▶ TEXT SECTION

_____

So, for example, let’s imagine a vaccine with a proven efficacy of 80%. This means that – out of the people in the clinical trial – those who received the vaccine were at a 80% lower risk of developing disease than the group who received the placebo. This is calculated by comparing the number of cases of disease in the vaccinated group versus the placebo group. An efficacy of 80% does not mean that 20% of the vaccinated group will become ill.
Vaccine protection and timing
Vaccines offer strong protection, but that protection takes time to build. People must take all the required doses of a vaccine to build full immunity. For two-dose vaccines, vaccines only give partial protection after the first dose, and the second dose increases that protection. It takes time before protection reaches its maximum level a few weeks after the second dose. For a one-dose vaccine, people will have built maximum immunity against COVID-19 a few weeks after getting vaccinated.
Vaccine protection and infection
Vaccines can stop most people from getting sick with COVID-19, but not everyone.
Even after someone takes all of the recommended doses and waits a few weeks for immunity to build up, there is still a chance that they can get infected. Vaccines do not provide full (100%) protection, so ‘breakthrough infections’ – where people get the virus, despite having been fully vaccinated – will occur.
If vaccinated people do get sick, they are likely to have milder symptoms, in general ‘It is very rare for someone vaccinated to experience severe illness or die.
Vaccine protection and transmission
COVID-19 vaccines are crucial tools in the pandemic response and protect against severe disease and death. Vaccines provide at least some protection from infection and transmission, but not as much as the protection they provide against serious illness and death. More evidence is needed to determine exactly how well they stop infection and transmission.
After being vaccinated, individuals should continue taking simple precautions, such as physical distancing, wearing a mask, keeping rooms well ventilated, avoiding crowds, cleaning hands, and coughing into a bent elbow or tissue. Get tested if you are sick, even if you’ve been vaccinated. Check local advice where you live and work. Do it all!

_____

▶ TRY IT
Write the next part of the text on COVID-19 vaccine protection, starting after its final sentence. The records that come next are separate material, unrelated to the text on COVID-19 vaccine protection.

_____

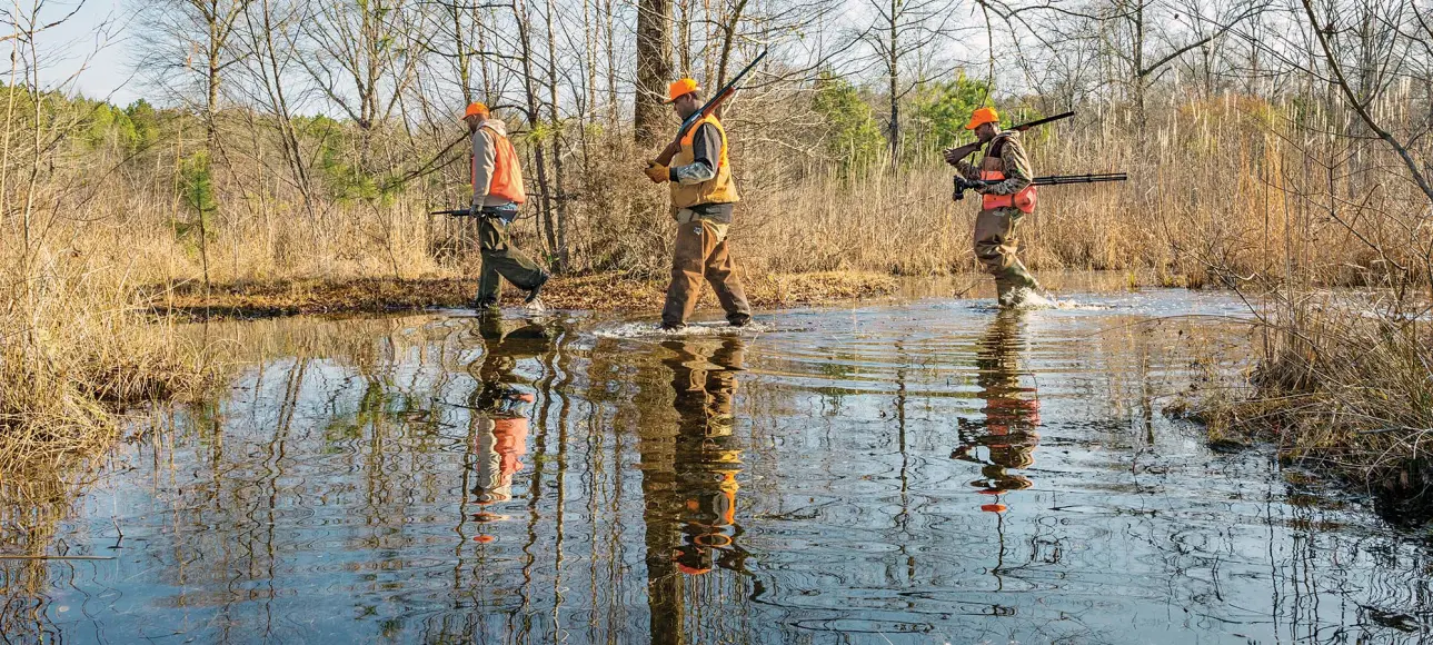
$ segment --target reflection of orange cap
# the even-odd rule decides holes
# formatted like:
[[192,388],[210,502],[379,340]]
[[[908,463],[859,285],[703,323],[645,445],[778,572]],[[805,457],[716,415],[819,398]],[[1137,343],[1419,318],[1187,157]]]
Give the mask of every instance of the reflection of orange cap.
[[663,103],[672,103],[682,96],[696,92],[696,82],[692,79],[676,79],[672,85],[666,86],[666,100]]
[[1000,123],[1000,115],[995,112],[995,108],[977,109],[973,115],[970,115],[970,123],[966,123],[966,129],[973,130],[984,123]]
[[473,115],[477,115],[483,119],[487,119],[490,116],[487,112],[487,106],[476,100],[467,105],[467,110],[463,112],[463,118],[467,119],[469,116]]
[[699,576],[702,573],[711,572],[711,569],[698,569],[695,566],[686,566],[686,565],[684,565],[681,562],[676,563],[676,570],[679,570],[682,573],[686,573],[689,576]]

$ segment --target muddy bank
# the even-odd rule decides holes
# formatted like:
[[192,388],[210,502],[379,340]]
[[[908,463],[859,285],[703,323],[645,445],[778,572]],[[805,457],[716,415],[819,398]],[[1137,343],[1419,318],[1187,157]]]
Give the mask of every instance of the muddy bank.
[[[145,301],[159,314],[195,320],[265,318],[294,314],[357,314],[470,307],[476,280],[471,278],[354,278],[281,280],[212,285],[205,298],[202,284],[156,285]],[[876,272],[827,272],[745,277],[747,295],[755,307],[805,305],[874,298],[897,291],[896,278]],[[543,304],[557,310],[658,311],[666,284],[625,278],[616,274],[555,277],[543,287]],[[503,304],[522,302],[523,292],[510,285]],[[711,294],[702,307],[715,305]]]

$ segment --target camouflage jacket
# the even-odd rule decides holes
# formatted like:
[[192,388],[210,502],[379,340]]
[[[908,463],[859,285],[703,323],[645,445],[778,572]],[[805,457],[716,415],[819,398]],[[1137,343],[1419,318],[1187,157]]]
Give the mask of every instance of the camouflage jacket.
[[[1035,179],[1035,171],[1030,169],[1030,159],[1025,156],[1025,146],[1020,145],[1020,133],[1013,130],[1002,132],[992,142],[1000,139],[1005,139],[1005,145],[1000,146],[1000,165],[1005,168],[1005,181],[993,186],[976,189],[982,195],[1015,195]],[[990,149],[987,145],[986,155],[989,153]],[[956,171],[966,179],[980,179],[980,166],[976,163],[962,161],[956,163]]]

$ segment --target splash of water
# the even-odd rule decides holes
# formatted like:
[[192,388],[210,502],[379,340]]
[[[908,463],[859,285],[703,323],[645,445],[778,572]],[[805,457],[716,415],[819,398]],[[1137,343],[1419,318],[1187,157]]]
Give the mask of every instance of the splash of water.
[[623,322],[593,331],[603,338],[692,338],[692,337],[722,337],[722,335],[751,335],[772,331],[774,327],[762,322],[748,322],[745,327],[732,327],[725,322],[696,322],[675,331],[663,331],[659,322]]

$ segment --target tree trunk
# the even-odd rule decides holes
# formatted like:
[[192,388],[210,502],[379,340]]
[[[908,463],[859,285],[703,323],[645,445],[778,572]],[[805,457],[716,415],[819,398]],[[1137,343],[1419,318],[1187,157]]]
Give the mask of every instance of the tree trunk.
[[891,146],[891,168],[900,163],[900,32],[897,20],[900,17],[900,0],[891,0],[890,23],[887,24],[890,42],[887,50],[886,72],[890,77],[891,122],[888,125]]
[[[532,47],[532,22],[527,16],[527,4],[522,0],[513,4],[513,11],[517,13],[517,39],[523,47],[523,89],[527,95],[527,129],[532,132],[539,132],[542,128],[542,103],[537,102],[537,89],[533,86],[533,47]],[[539,214],[537,221],[540,222],[540,234],[543,235],[543,242],[546,251],[552,251],[557,247],[557,239],[552,229],[552,189],[547,185],[547,156],[543,153],[542,140],[533,140],[533,165],[537,166],[537,204]]]
[[[552,118],[552,172],[557,206],[557,271],[567,271],[567,199],[562,189],[562,122],[557,118],[557,34],[552,30],[553,1],[547,0],[547,109]],[[549,234],[550,236],[552,234]]]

_____

▶ RESPONSE TO THIS EXERCISE
Vaccine protection and variants
When cases increase and transmission accelerates, it’s more likely that new dangerous and more transmissible variants emerge, which can spread more easily or cause more severe illness.
Based on what we know so far, vaccines are proving effective against existing variants, especially at preventing severe disease, hospitalization and death. However, some variants are having a slight impact on the ability of vaccines to guard against mild disease and infection.
Vaccines are likely staying effective against variants because of the broad immune response they cause, which means that virus changes or mutations are unlikely to make vaccines completely ineffective.
WHO continues to constantly review the evidence and will update its guidance as we find out more. For the latest updates on what we know about the COVID-19 variants, read our latest weekly epidemiological updates and our explainer on ‘the effects of virus variants on COVID-19 vaccines’.
One of the best ways of guarding against new variants is to continue applying tried-and-tested public health measures and rolling out vaccines. All COVID-19 vaccines approved for emergency use listing by WHO have been thoroughly tested and proven to provide a high degree of protection against serious illness and death. As stronger virus variants emerge, it’s important to take your vaccine when it’s your turn.